It is a ‘destination based’ indirect tax reform, which aims to remove barriers due to relatively convoluted tax structure among states and facilitate the creation of a single market. With the advent of the GST council, the government hinted at keeping 50 per cent of essential commodities out of the ambit of tax.
As per the recommendations of Chief Economic Advisor Arvind Subramanian’s panel, a three-rate tax structure with essential goods at 13 per cent, demerit goods at 40 per cent and remainder goods at 15-17 per cent should be made. The revenue-neutral tax rate is proposed to be pegged at 15-15.5 per cent. Till now, 17 Indian states have already ratified the GST bill.
Ostensibly, GST may push up the GDP numbers by approx 2 per cent. Nebulously, warranted growth owing to GST holds the perception that various sectors will have a positive impact. The exact development in the sectors can be seen only after the finalization of the GST rate, meanwhile the prospects seems to be resilient and thriving. The automotive segment is expected to grow at the back of a fall in prices due to implementation of GST. Similar perception is for FMCG, real estate, logistics segment, consumer durables among other sectors. The overall and long run impact of GST on different sectors is significantly ameliorating.
GST & RERA - Realty sector’s ray of hope
Real estate segment contributes around 7.8 per cent to the GDP of the nation. Presently, real estate sector has to pay multiple indirect taxes such as stamp duty, value added tax (VAT) and service tax. Although, stamp duty will be carried forward, VAT and service tax will be supplanted by the GST.
RERA or Real Estate Regulatory Act and GST are the two ends of a rope that propose to help the real estate sector scale new heights. Both the regulations aim to target different areas of real estate where RERA provides a regulatory framework for the sector, GST will expedite by ensuring competitive and hassle free business environment. Real estate sector is expected to gain profoundly from the implementation of GST. The tax structure is expected to act as a catalyst in expansion and panacea for its issues.
On one hand GST has been acclaimed by all and the RERA has gathered mixed reviews. The act is envisaged to be pro-buyers, which aims to safeguard the interest and investment of buyers. Although the act encompasses all the possible safeguard mechanism for the buyers, it may shoot the house prices up in the short run.
With a change in the policy regime by RERA, developers are set to face multiple financial impediments right from building to selling.
For instance, developers need to submit in all the pertinent information such as sanction plans, carpet area, etc to the authority that strips off the power of pre-launches by the developers, which ex-ante RERA was a quintessential route for raising capital. This may push developers to resort for higher cost capital, thereby increasing the final unit value. Similarly, using carpet area instead of super-built up area for actual useable area will make the process more transparent however, the development cost for super-built up area may eventually load off on carpet area, making it exorbitant.
The paint industry, a complimentary industry to real estate, is exposed to a tax regime varying between 24-26% on an average. With the advent of GST, rates will apparently be pegged in the range of 17-19% which is going to be highly beneficial for consumers and also holds expediting repercussion effects on associated industry such as real estate.

..............................

▶ [WRITTEN INSTRUCTION A]
Count the lines in the rows that contain the word "rocker" and give only the number.

..............................

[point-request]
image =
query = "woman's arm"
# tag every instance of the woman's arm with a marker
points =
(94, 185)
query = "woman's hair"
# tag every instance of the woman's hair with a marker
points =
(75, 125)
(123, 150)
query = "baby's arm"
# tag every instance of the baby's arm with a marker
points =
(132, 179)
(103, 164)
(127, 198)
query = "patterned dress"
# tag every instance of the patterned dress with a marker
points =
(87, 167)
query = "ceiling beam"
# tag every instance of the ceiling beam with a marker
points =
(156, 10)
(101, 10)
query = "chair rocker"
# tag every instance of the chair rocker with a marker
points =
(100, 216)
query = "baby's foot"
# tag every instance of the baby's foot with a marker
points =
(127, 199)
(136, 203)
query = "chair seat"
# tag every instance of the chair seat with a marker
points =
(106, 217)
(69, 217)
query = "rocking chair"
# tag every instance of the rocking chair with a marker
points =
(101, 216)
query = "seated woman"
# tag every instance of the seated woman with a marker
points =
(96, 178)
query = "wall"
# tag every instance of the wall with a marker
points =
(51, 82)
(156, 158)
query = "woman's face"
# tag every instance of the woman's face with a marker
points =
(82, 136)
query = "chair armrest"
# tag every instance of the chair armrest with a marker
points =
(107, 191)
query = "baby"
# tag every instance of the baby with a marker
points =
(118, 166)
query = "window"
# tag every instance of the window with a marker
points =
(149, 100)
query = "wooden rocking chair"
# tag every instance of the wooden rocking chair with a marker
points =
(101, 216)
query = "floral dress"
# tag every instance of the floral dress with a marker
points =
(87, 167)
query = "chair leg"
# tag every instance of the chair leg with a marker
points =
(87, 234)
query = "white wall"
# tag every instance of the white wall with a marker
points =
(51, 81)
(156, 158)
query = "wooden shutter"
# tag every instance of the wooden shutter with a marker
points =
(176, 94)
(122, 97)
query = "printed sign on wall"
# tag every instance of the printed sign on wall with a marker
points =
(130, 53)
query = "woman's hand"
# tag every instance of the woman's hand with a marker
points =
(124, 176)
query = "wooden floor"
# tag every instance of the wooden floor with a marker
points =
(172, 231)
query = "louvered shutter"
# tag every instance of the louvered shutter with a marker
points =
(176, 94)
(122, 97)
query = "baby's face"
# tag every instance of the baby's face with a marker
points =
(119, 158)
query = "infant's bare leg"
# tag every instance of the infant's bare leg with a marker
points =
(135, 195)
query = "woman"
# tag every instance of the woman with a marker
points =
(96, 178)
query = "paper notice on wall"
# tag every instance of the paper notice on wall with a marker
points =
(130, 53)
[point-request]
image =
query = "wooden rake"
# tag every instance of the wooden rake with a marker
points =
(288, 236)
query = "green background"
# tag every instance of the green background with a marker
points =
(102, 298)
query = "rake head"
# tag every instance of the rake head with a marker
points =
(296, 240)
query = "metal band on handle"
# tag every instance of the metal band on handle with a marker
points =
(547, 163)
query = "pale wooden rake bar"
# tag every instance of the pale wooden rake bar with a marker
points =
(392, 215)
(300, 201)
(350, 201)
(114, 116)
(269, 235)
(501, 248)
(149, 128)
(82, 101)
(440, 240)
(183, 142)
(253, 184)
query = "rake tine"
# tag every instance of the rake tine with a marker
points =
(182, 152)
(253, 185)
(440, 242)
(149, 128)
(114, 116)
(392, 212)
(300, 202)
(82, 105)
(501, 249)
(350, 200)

..............................

▶ [WRITTEN INSTRUCTION B]
Summarize the text on GST and real estate in two sentences.

▶ [FULL SOLUTION A]
2

▶ [FULL SOLUTION B]
GST is a destination-based indirect tax reform that aims to remove barriers caused by the convoluted tax structure among states and create a single market, and it is expected to benefit sectors such as real estate, where it will replace VAT and service tax. RERA, a pro-buyer act that gives real estate a regulatory framework, may push house prices up in the short run because developers lose the power of pre-launches and may turn to higher-cost capital.